§ **Quoted passage**:
____________________

Hi Paul,
I'll try to address your questions relating to DwC terms in the class "Taxon". I'm partly responsible for some of them being there, and even I was a bit confused about what a couple of them meant. Fortunately, I had the opportunity to sit down with Markus in Berlin one evening last week, and that conversation helped clear up a number of things in min mind (of course, Markus may well contradict what I'm about to write).
As per the TDWG vocabulary, we make a fairly strong distinction between taxonomic and nomenclatural components. A TaxonName is not a TaxonConcept. I'm finding that the Taxon predicates in the DwC vocabulary seem to be a mix of things that variously belong to names and taxa. My impression is that the distinction is there, in fact - it is modelled by a DwC taxon having or not having a nameAccordingTo rather than by an explicit class. If there is no AccordingTo, then we are discussing the "nominal taxon" - what the name means in the absence of any specific information about what it means.
I think that's generally a safe assumption; but I think it's a bit more involved than that.
But as we are so careful to distinguish between name and taxon, I think I will take the (safer) position that a Name is not the same thing as its nominal taxon. That is, I will not declare that biodiversity.org.au names are DwC taxa, even though they have properties from DwC.
The problem with treating "name" as a distinct entity (independent of a particular usage of the name) is problematic, because there are several different interpretations of what a "name" is. Is it a simple text string? Or, is it a nomenclatural "object" with properties beyond the text string? Are all orthographic variants and misspellings different representations of the same "name" (object perspective); or is each variant a different "name" (text-string perspective). Is a name formatted as "Genus (Subgenus) species" the same as a name formatted as "Genus species"? Is authorship and associated details part of the name? What about infraspecific prefixes such as "var." and "subsp."? This is just a sampling of questions for which you will find a variety of answers when talking to different people in our community about what a "name" is.

____________________

§ **Requirement 1**: Please copy out the entries that follow this forum post word for word, leaving out the picture.

____________________

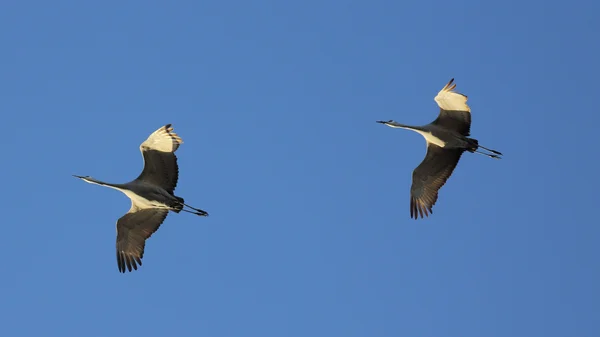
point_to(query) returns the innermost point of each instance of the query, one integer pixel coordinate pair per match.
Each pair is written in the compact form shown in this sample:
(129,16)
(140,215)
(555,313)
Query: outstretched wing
(430,176)
(132,231)
(160,162)
(455,114)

____________________

§ **Requirement 2**: According to the forum post, how is the distinction between names and taxa modelled in DwC?

§ **Correct answer 1**:
point_to(query) returns the innermost point of each instance of the query, one integer pixel coordinate pair per match.
Each pair is written in the compact form shown in this sample:
(129,16)
(140,215)
(555,313)
Query: outstretched wing
(430,176)
(132,231)
(160,162)
(455,114)

§ **Correct answer 2**: By a DwC taxon having or not having a nameAccordingTo, rather than by an explicit class.